§ **Your instructions**: Each record must be reproduced exactly as it is shown.

Dataset rows

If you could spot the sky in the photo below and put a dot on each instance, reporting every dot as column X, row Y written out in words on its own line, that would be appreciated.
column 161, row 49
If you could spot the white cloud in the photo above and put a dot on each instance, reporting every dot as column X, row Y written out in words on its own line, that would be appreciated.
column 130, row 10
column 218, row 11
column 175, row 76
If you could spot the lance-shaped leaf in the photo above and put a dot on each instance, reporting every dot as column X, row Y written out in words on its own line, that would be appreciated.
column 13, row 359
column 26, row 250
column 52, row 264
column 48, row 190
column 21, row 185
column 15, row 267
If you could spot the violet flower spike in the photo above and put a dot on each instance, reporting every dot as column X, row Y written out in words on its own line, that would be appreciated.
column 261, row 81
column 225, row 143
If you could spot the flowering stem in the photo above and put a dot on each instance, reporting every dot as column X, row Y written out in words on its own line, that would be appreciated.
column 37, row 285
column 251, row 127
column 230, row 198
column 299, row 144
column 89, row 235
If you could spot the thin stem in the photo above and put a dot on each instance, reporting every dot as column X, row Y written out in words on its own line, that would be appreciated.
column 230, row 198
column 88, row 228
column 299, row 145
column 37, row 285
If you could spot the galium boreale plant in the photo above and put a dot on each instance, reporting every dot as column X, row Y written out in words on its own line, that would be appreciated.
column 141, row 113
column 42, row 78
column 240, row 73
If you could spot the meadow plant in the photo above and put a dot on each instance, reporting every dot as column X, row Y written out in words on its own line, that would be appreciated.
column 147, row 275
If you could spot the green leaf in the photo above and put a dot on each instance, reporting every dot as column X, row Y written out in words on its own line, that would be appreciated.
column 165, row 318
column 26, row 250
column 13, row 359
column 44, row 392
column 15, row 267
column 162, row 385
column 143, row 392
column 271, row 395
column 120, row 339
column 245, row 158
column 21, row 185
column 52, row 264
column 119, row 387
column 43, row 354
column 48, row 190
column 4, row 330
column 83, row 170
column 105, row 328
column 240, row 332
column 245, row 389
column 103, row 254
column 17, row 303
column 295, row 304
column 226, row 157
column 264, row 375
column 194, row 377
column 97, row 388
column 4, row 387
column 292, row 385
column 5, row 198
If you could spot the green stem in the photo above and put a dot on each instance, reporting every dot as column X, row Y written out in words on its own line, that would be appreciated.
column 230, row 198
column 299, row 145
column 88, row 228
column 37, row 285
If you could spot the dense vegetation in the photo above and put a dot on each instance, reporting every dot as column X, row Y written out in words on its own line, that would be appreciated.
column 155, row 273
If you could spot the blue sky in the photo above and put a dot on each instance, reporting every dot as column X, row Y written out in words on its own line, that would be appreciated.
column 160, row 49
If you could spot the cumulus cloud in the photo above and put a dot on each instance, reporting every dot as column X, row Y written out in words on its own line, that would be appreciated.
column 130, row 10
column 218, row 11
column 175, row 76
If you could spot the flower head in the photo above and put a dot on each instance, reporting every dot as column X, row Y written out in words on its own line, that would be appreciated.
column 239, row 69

§ **Solution below**:
If you could spot the sky in the photo below and put a dot on each instance, reporting every dot as column X, row Y written out in words on its own line, that would be appreciated.
column 161, row 49
If you could spot the white cloud in the photo above and put a dot on each instance, reporting every dot as column X, row Y written out in words on its own line, that would be appreciated.
column 130, row 10
column 218, row 11
column 175, row 76
If you could spot the lance-shaped leaf in the photo above and put a dot on each instance, reporting every dot as column X, row Y written out in words on its own line, that would be appreciated.
column 13, row 359
column 26, row 250
column 52, row 264
column 48, row 190
column 21, row 185
column 15, row 267
If you could spot the violet flower spike in the photo above and put a dot on each instance, reporting every dot as column X, row Y written out in words on its own line, that would be appreciated.
column 261, row 81
column 225, row 143
If you could spot the flowering stem in the photo above and put a dot on each instance, reporting every dot as column X, row Y written out in words on its own line, that would be appreciated.
column 37, row 285
column 251, row 127
column 230, row 198
column 299, row 144
column 89, row 235
If you could spot the thin stem in the photo above and put a dot on each instance, reporting every dot as column X, row Y written out in words on its own line, that would be appreciated.
column 230, row 198
column 88, row 228
column 299, row 145
column 37, row 285
If you could spot the galium boreale plant in the photo above and put a dot on each instance, reporting every dot as column X, row Y written out in words on its own line, that would be appreciated.
column 141, row 113
column 42, row 78
column 240, row 73
If you could spot the meadow plant in the photo above and put a dot on each instance, reporting every dot as column X, row Y written out in words on its own line, that would be appreciated.
column 147, row 275
If you could spot the green leaf in the photo above and put a dot on each instance, reporting every dot as column X, row Y written out in words on its own line, that would be appreciated.
column 165, row 318
column 26, row 250
column 13, row 359
column 44, row 392
column 15, row 267
column 162, row 385
column 143, row 392
column 271, row 395
column 120, row 339
column 245, row 158
column 21, row 185
column 52, row 264
column 119, row 387
column 43, row 354
column 48, row 190
column 4, row 330
column 83, row 170
column 105, row 328
column 240, row 332
column 245, row 389
column 103, row 254
column 17, row 303
column 295, row 304
column 226, row 157
column 264, row 375
column 194, row 377
column 97, row 388
column 4, row 387
column 292, row 385
column 5, row 198
If you could spot the green stem in the photo above and put a dot on each instance, reporting every dot as column X, row Y written out in words on its own line, that would be appreciated.
column 230, row 198
column 299, row 145
column 88, row 228
column 37, row 285
If you could spot the dense vegetation in the photo above and put a dot on each instance, reporting every dot as column X, row Y written out in words on its own line, that would be appreciated.
column 155, row 273
If you could spot the blue sky in the photo above and put a dot on each instance, reporting every dot as column X, row Y written out in words on its own line, that would be appreciated.
column 160, row 49
If you could spot the cumulus cloud in the photo above and put a dot on each instance, reporting every dot as column X, row Y written out in words on its own line, that would be appreciated.
column 130, row 10
column 218, row 11
column 175, row 76
If you could spot the flower head in the photo above and put a dot on each instance, reporting every dot as column X, row Y written out in words on its own line, that would be appreciated.
column 239, row 69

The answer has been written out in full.